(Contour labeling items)
* * * *

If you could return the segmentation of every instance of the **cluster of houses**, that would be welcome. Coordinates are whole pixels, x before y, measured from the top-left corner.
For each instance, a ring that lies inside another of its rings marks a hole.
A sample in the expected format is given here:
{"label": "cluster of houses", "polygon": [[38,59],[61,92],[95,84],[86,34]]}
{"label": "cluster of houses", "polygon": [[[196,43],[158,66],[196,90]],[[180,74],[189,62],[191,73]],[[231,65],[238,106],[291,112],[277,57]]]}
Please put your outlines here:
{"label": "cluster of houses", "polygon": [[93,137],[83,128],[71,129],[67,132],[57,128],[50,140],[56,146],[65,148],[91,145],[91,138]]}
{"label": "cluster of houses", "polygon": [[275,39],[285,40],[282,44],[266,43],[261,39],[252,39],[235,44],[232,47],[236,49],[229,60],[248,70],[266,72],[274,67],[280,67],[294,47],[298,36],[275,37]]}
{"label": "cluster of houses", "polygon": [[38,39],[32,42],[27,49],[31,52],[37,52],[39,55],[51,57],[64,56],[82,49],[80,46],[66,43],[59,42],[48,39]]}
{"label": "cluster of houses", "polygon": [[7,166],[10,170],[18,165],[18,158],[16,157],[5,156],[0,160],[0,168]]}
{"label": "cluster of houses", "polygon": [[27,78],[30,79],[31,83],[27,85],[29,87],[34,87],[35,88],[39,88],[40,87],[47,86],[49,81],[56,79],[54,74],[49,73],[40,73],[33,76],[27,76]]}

* * * *

What to do: Convert the lines above into a JSON list of strings, one string per line, and leave out any blank lines.

Response to the task:
[
  "If you could return the segmentation of every instance of the **cluster of houses**, that would be welcome. Coordinates are whole pixels, x before y, measured from the top-left corner.",
  "For each instance, a ring that lies inside another of its rings marks a hole.",
  "A sample in the expected format is given here:",
  "{\"label\": \"cluster of houses\", \"polygon\": [[38,59],[61,92],[95,84],[86,34]]}",
  "{\"label\": \"cluster of houses\", \"polygon\": [[[196,43],[158,66],[196,90]],[[180,74],[189,62],[191,73]],[[231,65],[238,106],[291,112],[277,57]]]}",
  "Please put your outlines here:",
  "{\"label\": \"cluster of houses\", \"polygon\": [[93,137],[83,128],[71,129],[67,132],[57,128],[50,140],[56,146],[65,148],[91,145],[91,138]]}",
  "{\"label\": \"cluster of houses\", \"polygon\": [[275,39],[285,40],[282,44],[266,43],[261,39],[252,39],[235,44],[232,47],[236,49],[229,60],[248,70],[266,72],[274,67],[280,67],[294,47],[298,36],[275,37]]}",
  "{\"label\": \"cluster of houses\", \"polygon\": [[38,39],[32,42],[27,49],[31,52],[37,52],[39,55],[51,57],[64,56],[82,49],[80,46],[66,43],[59,42],[48,39]]}",
  "{\"label\": \"cluster of houses\", \"polygon\": [[7,166],[10,170],[18,165],[18,158],[16,157],[5,156],[0,160],[0,168]]}",
  "{\"label\": \"cluster of houses\", \"polygon\": [[27,78],[30,79],[31,83],[27,85],[29,87],[34,87],[35,88],[39,88],[40,87],[47,86],[49,81],[56,79],[54,74],[49,73],[40,73],[33,76],[27,76]]}"
]